(PROBLEM): Please find each line in the rows below that contains the word "positive" and copy those lines.

(DATA TO USE):
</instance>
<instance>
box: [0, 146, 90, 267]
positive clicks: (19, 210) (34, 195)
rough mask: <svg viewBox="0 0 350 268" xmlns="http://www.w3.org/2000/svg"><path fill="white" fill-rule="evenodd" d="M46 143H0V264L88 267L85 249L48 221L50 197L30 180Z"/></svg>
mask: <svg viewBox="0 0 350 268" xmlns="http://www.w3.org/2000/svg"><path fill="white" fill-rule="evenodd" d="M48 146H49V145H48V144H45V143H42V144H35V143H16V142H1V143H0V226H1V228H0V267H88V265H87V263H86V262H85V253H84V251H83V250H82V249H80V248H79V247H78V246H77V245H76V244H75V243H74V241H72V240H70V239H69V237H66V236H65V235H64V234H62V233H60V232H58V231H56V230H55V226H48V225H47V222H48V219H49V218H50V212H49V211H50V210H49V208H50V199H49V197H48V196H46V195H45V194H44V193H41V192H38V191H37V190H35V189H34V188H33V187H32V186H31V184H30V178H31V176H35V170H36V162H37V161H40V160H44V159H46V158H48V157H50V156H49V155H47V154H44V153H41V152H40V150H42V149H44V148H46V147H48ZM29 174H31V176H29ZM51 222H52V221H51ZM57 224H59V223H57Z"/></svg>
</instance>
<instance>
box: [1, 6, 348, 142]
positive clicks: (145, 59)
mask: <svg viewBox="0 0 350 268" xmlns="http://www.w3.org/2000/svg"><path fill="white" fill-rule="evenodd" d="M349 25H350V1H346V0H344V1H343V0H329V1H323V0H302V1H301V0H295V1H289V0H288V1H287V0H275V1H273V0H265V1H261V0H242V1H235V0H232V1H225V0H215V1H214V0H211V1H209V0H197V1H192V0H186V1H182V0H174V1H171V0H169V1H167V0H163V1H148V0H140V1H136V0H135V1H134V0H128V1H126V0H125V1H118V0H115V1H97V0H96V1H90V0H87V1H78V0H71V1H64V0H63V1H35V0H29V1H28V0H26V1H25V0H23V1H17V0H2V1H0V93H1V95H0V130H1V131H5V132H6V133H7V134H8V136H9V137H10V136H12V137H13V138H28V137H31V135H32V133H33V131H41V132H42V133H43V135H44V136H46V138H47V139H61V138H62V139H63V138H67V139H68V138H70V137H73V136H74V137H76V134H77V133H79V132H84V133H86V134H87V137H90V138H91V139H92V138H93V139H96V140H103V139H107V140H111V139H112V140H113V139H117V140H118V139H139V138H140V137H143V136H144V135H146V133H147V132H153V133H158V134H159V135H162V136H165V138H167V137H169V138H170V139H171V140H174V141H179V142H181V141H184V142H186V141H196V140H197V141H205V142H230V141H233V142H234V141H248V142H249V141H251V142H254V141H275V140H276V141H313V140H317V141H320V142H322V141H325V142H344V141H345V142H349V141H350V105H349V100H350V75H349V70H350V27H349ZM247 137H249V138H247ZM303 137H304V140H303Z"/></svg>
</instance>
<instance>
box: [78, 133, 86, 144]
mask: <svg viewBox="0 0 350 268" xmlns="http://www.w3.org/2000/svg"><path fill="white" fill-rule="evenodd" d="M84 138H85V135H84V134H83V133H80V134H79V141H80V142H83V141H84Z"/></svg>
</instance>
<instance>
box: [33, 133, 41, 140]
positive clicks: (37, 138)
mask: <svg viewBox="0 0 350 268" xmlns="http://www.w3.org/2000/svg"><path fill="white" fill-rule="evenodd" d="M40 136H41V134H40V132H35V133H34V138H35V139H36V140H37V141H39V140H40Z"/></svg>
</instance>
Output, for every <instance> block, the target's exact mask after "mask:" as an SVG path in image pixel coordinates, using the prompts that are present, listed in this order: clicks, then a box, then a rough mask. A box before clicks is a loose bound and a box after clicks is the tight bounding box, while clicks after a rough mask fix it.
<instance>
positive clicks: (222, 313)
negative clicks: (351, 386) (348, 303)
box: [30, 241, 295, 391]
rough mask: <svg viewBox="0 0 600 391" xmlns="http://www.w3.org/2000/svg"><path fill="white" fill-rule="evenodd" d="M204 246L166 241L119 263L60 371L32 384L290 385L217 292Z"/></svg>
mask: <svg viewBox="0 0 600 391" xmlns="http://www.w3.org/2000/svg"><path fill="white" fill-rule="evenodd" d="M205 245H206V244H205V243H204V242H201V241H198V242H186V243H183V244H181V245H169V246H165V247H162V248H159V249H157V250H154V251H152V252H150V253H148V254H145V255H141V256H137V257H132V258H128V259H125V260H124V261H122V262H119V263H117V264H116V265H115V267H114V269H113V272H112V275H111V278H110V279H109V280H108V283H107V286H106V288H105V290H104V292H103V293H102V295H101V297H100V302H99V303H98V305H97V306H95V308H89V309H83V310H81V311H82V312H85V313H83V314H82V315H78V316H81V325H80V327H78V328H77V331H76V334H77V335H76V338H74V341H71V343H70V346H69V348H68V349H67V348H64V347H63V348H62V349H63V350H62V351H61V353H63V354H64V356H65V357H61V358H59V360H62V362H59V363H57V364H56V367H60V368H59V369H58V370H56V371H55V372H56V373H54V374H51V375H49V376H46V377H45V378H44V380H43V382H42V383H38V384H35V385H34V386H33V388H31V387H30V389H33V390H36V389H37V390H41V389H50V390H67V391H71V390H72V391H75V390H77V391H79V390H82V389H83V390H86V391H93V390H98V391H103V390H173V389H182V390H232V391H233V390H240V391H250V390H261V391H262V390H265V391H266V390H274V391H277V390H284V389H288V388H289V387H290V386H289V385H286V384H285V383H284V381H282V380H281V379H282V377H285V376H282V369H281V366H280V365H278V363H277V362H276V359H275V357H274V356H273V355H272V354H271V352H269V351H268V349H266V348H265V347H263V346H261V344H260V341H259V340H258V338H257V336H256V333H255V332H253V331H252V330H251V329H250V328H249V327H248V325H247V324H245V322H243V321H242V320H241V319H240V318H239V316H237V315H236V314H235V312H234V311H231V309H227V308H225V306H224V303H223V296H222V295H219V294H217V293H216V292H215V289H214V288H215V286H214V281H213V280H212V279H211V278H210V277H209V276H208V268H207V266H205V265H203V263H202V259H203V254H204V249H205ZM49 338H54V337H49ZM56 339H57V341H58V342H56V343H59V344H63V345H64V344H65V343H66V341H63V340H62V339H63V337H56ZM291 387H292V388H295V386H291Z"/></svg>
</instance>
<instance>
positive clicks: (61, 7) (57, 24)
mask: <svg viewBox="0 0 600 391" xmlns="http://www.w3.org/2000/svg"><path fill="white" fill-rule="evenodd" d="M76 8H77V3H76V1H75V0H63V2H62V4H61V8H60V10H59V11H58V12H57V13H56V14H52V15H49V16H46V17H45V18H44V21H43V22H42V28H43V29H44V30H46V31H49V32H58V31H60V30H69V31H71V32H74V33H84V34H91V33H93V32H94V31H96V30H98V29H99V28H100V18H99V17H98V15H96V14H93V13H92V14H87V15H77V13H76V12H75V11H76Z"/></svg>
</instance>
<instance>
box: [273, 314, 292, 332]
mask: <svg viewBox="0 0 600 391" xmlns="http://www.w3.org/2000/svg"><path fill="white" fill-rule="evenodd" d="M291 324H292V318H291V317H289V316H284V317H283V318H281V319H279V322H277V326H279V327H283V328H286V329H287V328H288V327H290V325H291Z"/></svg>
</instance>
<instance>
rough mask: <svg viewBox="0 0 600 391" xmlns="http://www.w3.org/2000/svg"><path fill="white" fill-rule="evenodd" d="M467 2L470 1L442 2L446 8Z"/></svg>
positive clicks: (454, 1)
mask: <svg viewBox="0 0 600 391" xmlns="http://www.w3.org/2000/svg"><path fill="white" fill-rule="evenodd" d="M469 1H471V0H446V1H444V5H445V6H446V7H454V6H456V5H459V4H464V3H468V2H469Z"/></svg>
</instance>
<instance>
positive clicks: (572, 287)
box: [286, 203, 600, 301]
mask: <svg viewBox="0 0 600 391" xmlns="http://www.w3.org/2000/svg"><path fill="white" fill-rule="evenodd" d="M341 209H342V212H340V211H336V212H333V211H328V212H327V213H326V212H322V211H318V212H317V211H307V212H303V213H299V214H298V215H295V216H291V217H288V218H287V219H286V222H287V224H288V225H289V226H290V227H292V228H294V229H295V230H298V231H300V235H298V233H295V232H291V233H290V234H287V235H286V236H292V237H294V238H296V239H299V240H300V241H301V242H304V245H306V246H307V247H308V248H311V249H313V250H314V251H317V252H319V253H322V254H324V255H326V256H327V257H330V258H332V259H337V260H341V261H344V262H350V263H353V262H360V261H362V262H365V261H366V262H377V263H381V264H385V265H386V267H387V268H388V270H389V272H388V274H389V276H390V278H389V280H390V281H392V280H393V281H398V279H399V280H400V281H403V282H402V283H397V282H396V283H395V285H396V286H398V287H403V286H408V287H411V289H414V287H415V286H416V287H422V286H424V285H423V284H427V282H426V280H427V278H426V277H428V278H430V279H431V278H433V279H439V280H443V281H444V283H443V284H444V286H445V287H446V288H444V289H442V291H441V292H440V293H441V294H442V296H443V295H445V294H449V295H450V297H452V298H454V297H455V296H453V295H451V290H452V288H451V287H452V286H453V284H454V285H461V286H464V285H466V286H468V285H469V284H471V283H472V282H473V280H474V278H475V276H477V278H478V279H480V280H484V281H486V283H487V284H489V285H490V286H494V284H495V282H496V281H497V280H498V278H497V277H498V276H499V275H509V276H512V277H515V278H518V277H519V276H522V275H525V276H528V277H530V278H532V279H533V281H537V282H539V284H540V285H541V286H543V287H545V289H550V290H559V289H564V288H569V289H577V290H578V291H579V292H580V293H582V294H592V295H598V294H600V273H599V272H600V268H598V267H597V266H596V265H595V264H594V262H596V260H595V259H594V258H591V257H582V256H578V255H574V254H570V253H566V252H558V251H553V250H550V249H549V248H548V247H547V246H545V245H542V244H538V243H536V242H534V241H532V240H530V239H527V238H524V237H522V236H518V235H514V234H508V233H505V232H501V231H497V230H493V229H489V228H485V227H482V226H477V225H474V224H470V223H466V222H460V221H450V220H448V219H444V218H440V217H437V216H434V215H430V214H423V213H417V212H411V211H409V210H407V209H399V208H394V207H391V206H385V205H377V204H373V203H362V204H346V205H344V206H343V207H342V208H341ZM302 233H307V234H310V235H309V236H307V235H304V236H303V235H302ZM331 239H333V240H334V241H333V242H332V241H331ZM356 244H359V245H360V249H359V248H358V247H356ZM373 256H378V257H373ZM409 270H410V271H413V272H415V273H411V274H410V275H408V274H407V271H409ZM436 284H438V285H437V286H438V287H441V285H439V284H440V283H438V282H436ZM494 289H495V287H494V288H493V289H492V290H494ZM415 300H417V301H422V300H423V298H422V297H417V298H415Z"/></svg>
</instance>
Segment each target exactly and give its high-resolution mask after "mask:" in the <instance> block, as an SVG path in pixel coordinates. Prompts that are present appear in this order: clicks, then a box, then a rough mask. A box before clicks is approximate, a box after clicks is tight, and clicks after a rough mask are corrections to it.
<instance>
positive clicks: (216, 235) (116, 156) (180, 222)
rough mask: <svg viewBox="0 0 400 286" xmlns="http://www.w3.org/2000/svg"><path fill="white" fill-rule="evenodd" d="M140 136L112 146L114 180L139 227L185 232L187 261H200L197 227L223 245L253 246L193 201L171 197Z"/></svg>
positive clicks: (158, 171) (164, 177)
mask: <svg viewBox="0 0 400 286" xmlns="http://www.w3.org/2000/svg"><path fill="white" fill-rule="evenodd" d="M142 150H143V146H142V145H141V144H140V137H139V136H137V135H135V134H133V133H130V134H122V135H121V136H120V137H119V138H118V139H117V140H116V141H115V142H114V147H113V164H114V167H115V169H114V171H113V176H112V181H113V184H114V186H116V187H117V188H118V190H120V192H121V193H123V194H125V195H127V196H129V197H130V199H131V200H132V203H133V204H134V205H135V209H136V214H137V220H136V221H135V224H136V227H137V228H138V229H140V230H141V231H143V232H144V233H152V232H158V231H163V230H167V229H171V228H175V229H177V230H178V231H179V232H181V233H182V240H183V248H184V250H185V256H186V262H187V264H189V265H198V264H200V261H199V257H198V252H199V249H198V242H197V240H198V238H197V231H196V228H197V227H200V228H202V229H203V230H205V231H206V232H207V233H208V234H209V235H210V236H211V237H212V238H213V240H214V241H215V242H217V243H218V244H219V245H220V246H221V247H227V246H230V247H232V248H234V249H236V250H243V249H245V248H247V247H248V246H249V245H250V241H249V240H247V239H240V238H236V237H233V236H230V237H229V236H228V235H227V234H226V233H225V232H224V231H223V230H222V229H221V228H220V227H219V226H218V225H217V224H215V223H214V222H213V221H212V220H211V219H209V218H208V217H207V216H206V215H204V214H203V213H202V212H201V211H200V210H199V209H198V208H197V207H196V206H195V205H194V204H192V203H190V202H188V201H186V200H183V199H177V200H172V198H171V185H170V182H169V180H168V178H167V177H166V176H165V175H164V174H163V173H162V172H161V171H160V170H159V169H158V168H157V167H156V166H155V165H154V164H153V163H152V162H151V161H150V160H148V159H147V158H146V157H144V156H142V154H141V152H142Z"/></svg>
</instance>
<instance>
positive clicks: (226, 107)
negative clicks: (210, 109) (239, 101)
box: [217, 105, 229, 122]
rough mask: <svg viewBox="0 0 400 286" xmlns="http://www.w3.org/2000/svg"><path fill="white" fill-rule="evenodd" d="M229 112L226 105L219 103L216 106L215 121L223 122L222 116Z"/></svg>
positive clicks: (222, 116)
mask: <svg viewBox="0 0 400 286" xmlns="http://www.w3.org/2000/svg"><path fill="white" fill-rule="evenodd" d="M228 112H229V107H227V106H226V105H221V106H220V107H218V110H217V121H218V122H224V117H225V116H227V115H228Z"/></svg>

(ANSWER SPACE):
positive clicks: (19, 210) (34, 195)
positive clicks: (145, 59)
positive clicks: (37, 138)
positive clicks: (222, 313)
positive clicks: (61, 7) (57, 24)
positive clicks: (454, 1)
positive clicks: (572, 287)
positive clicks: (216, 235) (116, 156) (180, 222)
positive clicks: (158, 171) (164, 177)
positive clicks: (226, 107)
positive clicks: (222, 116)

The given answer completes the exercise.